Exercise brief: Print the lines that start the entries and continue through the one holding "[(47, 3), (237, 68), (434, 81)]", please, exactly and with the pictures omitted.

Records for this task:
=-=-=
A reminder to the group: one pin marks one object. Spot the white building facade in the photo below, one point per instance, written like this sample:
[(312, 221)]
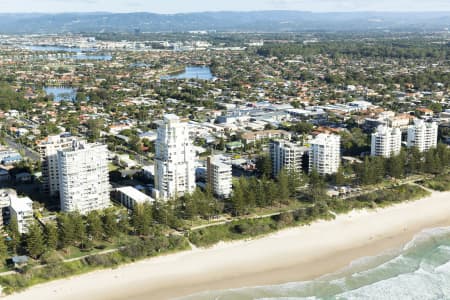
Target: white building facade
[(220, 176), (130, 197), (286, 155), (325, 154), (174, 159), (422, 135), (21, 209), (84, 178), (386, 141), (48, 151)]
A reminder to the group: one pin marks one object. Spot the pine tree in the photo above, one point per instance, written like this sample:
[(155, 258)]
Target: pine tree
[(94, 225), (35, 240), (237, 200), (79, 228), (283, 186), (3, 248), (66, 230), (14, 234), (110, 224), (51, 236)]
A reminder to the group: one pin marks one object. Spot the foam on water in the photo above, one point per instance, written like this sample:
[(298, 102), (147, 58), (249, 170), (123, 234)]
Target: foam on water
[(420, 270)]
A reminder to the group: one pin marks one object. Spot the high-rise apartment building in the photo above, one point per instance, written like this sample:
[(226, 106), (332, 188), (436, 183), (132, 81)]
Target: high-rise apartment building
[(83, 177), (325, 154), (286, 155), (220, 176), (422, 135), (386, 141), (174, 159), (48, 150)]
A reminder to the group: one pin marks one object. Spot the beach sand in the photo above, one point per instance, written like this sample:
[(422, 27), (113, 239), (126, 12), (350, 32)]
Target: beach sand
[(295, 254)]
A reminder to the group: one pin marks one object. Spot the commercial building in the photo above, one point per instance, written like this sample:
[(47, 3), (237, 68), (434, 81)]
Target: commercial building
[(219, 174), (386, 141), (83, 177), (422, 135), (130, 197), (325, 154), (174, 159), (48, 150), (286, 155)]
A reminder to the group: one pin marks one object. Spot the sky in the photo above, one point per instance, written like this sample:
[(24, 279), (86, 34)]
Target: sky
[(180, 6)]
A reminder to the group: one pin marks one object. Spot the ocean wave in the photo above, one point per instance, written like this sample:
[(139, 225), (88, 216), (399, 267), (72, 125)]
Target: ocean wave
[(419, 270)]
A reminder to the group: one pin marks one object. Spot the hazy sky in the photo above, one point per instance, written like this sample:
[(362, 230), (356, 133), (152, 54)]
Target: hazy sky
[(174, 6)]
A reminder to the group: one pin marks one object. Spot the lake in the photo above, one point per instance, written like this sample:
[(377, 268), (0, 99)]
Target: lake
[(192, 72), (61, 93)]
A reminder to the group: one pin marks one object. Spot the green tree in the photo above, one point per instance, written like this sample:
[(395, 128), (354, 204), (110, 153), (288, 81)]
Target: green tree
[(35, 240), (110, 226), (14, 234), (3, 248), (66, 230), (283, 186), (317, 187), (51, 236), (237, 200), (94, 225), (264, 165)]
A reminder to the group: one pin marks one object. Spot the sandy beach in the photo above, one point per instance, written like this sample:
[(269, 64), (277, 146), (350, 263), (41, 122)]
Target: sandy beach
[(295, 254)]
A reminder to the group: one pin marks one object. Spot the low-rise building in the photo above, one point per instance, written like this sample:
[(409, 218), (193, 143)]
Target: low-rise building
[(130, 197), (325, 154), (219, 174), (422, 135), (386, 141), (21, 209), (286, 155)]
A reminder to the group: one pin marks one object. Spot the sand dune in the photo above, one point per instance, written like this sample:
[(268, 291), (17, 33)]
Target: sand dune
[(289, 255)]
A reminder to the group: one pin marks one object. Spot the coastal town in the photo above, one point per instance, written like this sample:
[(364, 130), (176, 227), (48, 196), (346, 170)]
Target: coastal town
[(121, 148)]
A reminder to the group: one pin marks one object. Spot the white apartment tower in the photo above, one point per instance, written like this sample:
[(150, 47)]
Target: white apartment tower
[(220, 176), (422, 135), (386, 141), (48, 150), (174, 159), (325, 154), (286, 155), (83, 177)]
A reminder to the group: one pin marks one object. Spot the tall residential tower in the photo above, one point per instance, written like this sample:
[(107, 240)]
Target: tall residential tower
[(325, 154), (386, 141), (286, 155), (174, 159), (83, 177), (422, 135), (48, 150)]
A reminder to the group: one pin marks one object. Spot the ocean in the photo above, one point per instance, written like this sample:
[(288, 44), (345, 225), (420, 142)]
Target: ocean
[(420, 270)]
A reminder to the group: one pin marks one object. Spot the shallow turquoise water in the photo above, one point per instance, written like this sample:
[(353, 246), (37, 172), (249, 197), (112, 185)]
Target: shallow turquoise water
[(421, 270)]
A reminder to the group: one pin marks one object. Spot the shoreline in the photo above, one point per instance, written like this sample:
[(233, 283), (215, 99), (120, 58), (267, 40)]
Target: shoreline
[(293, 254)]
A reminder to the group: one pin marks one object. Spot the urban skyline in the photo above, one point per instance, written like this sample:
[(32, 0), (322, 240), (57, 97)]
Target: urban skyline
[(178, 6)]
=-=-=
Answer to this problem:
A reminder to the group: one pin marks one object. Spot the white building facade in the photo below, one point per instance, written like this sample:
[(312, 221)]
Target: white building facade
[(220, 176), (130, 197), (286, 155), (325, 154), (174, 159), (422, 135), (21, 209), (84, 178), (386, 141), (48, 151)]
A reminder to the group: one pin marks one object. Spot the pine tree in the photo above, one point per instance, written like this sample:
[(155, 258)]
Target: pine tree
[(94, 225), (35, 240), (237, 200), (79, 228), (283, 186), (3, 248), (66, 230), (14, 234), (110, 224), (51, 236)]
A reminder to the group: one pin marks one object. Spot the foam on water in the photo above, one point per instance, written like this sample:
[(298, 102), (147, 58), (249, 170), (123, 234)]
Target: foam on water
[(420, 270)]
A reminder to the group: one pin marks one object. Spot the high-rise apartment building in the photo above, one point per instance, written like this sample:
[(226, 106), (332, 188), (436, 183), (132, 81)]
Target: high-rise apartment building
[(83, 177), (325, 154), (286, 155), (220, 176), (422, 135), (386, 141), (174, 159), (48, 150)]
A reminder to the group: one pin marks one object. Spot the beach sand in the photo above, one point per instance, written like this sample:
[(422, 27), (113, 239), (126, 12), (350, 32)]
Target: beach sand
[(295, 254)]
A reminder to the group: one pin marks one object. Spot the commercial building in the photo above, one point per instance, written like this sample:
[(47, 3), (237, 68), (434, 81)]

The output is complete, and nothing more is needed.